> _REQUIRED ACTIONS_:
1) According to the page on the Google Sheets Query component, how can you authenticate Matillion to access the Google Sheets file on Google Drive?
2) Translate this sentence from the page on the Google Sheets Query component into Spanish: "The connector is completely self-contained: no additional software installation is required."

Using the Google Sheets Query Component in Matillion ETL for Snowflake
Matillion uses the Extract-Load-Transform (ELT) approach to delivering quick results for a wide range of data processing purposes: everything from customer behaviour analytics, financial analysis, and even reducing the cost of synthesising DNA.
The Google Sheets Query component in Matillion ETL for Snowflake presents an easy-to-use graphical interface, enabling you to pull data from your spreadsheets stored on Google Drive directly into Snowflake. Customers are using this to pull user maintained data from their Google Sheets into Snowflake, to enhance other data from different sources.
The connector is completely self-contained: no additional software installation is required. It’s within the scope of an ordinary Matillion license, so there is no additional cost for using the features.
We are going to pull some data from a carriers spreadsheet which we set up on our Google Drive:
The first step in configuring the Google Sheets Query component is to authenticate Matillion to access the Google Sheets file on Google Drive. You can do this via OAuth. Find further details on how to configure OAuth here.
Once set up select the OAuth in the Authentication Drop down:
This is the name of the file to pull data from. This must exactly match the name from Google Drive.

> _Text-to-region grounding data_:

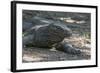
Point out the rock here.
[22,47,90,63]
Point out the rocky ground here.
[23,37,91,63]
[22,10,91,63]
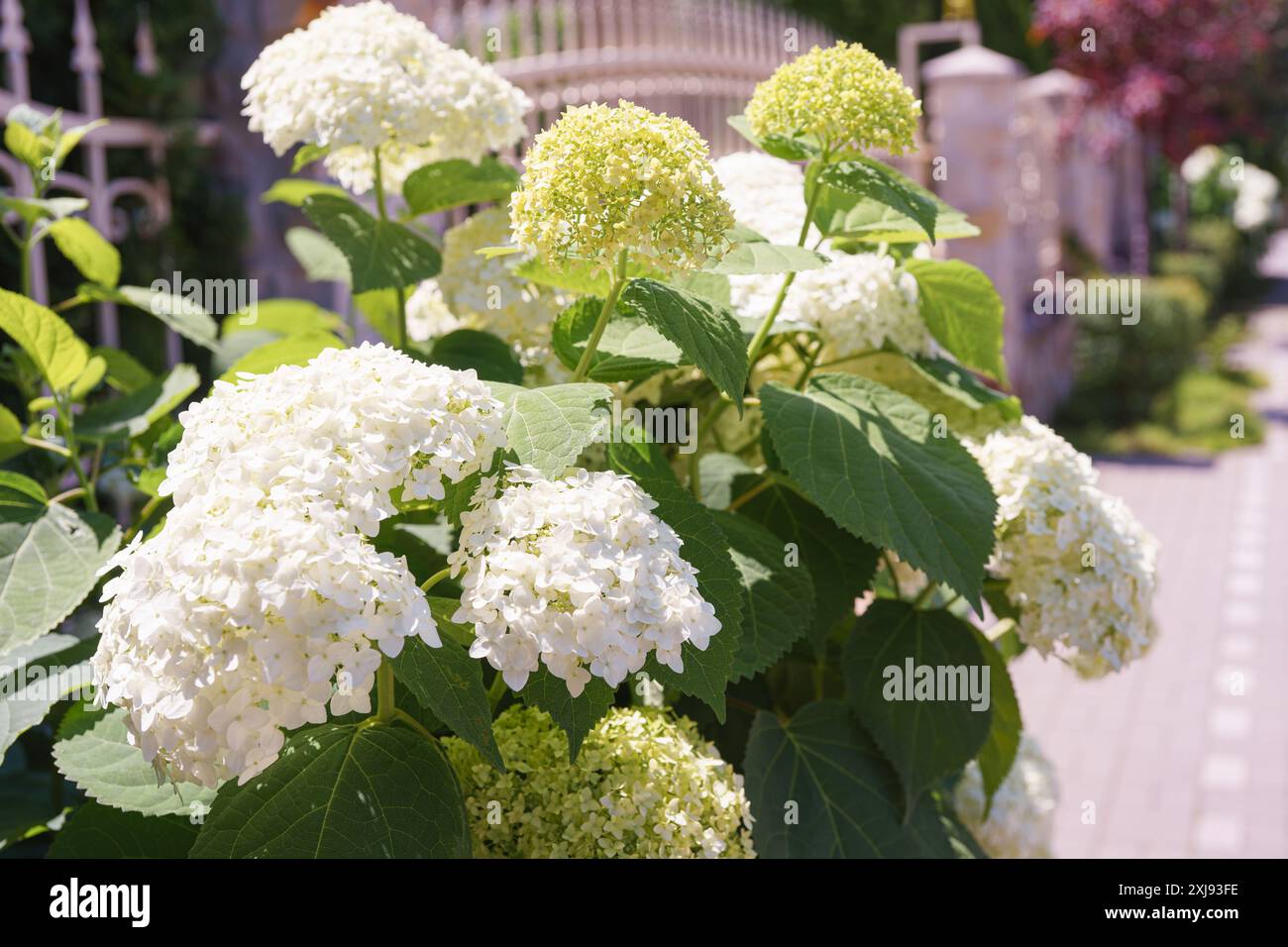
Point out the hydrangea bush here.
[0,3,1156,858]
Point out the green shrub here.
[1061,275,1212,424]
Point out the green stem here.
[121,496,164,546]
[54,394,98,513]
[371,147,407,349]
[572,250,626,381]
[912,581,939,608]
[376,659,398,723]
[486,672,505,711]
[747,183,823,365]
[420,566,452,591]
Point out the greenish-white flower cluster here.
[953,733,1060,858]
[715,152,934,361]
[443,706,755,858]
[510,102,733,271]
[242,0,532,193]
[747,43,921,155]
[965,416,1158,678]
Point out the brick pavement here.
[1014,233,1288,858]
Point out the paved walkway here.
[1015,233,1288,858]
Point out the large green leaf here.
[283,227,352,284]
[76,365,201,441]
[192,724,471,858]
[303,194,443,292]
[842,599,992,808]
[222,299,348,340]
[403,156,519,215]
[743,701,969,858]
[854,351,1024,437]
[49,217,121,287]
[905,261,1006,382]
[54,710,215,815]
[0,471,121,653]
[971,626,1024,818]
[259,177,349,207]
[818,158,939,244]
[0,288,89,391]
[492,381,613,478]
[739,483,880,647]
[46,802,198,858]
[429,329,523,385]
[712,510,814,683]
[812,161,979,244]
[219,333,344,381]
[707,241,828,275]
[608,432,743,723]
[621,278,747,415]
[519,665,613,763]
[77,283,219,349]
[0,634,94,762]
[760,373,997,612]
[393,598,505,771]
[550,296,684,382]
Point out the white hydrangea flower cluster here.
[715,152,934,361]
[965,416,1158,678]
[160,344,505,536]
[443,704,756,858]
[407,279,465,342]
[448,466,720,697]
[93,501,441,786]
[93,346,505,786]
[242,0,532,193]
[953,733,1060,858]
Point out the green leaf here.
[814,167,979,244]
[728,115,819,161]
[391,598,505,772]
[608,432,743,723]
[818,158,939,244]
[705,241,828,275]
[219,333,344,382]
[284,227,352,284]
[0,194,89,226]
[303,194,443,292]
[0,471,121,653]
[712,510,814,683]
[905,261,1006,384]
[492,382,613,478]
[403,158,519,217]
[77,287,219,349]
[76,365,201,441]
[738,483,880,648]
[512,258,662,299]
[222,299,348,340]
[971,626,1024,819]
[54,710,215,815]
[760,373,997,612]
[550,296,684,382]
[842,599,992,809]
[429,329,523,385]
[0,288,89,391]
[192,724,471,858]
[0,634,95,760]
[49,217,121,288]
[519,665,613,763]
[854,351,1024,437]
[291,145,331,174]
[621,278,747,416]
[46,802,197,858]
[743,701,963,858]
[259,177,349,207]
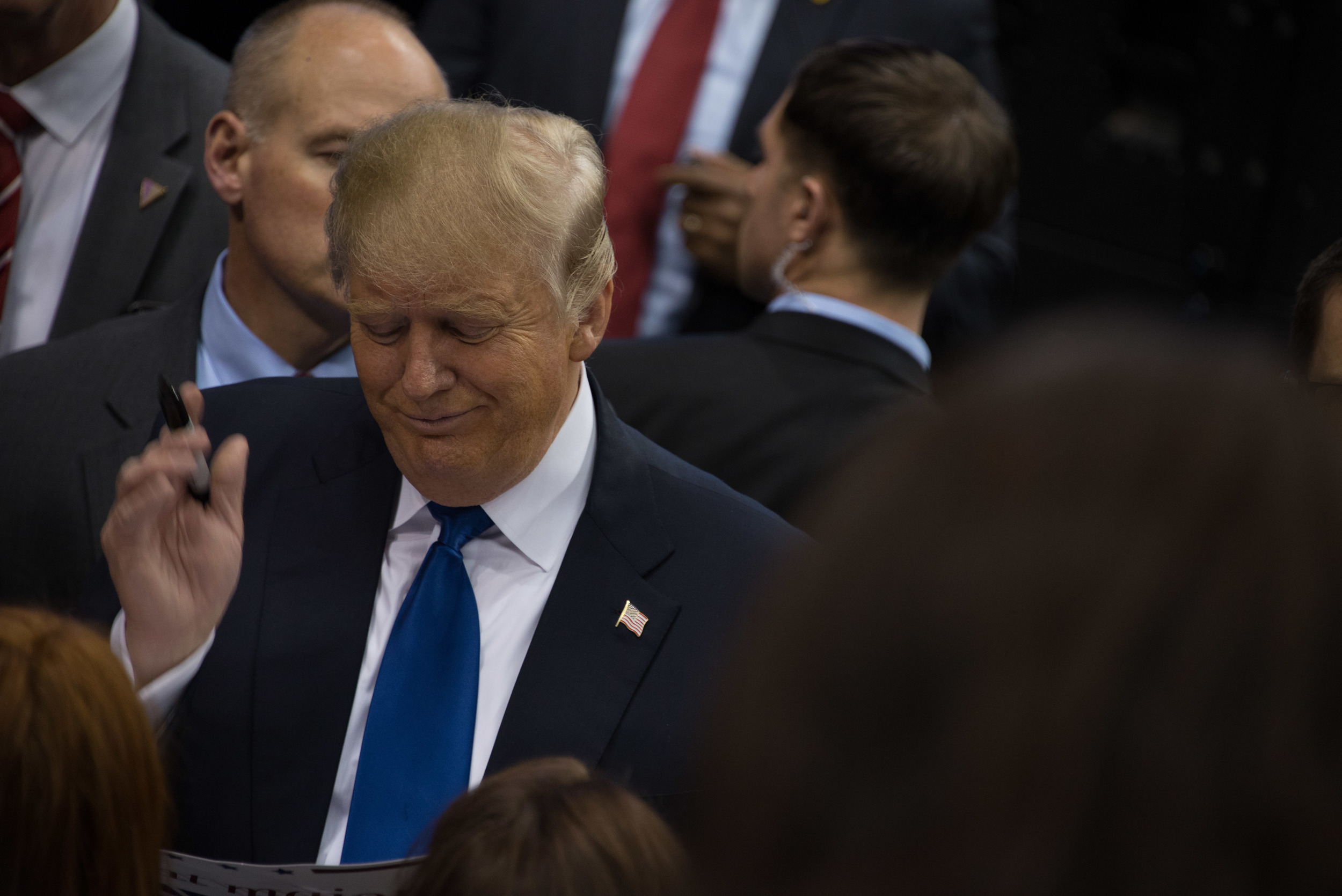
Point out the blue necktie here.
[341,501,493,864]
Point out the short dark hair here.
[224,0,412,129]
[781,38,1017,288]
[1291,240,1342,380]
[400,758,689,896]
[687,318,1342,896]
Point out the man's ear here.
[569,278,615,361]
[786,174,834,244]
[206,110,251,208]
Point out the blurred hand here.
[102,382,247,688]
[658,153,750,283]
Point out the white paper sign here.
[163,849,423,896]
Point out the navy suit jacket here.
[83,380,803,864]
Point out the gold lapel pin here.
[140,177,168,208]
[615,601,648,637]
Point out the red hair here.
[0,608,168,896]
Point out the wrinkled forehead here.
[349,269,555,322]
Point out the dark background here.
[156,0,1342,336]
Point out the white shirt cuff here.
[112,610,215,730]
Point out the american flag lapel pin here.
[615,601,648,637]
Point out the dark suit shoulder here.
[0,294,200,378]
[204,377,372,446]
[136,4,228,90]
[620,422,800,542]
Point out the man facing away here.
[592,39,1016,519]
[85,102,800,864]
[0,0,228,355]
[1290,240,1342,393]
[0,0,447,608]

> _ANSWERS_:
1) Via OAuth.

2) El conector es completamente autónomo: no se requiere instalar software adicional.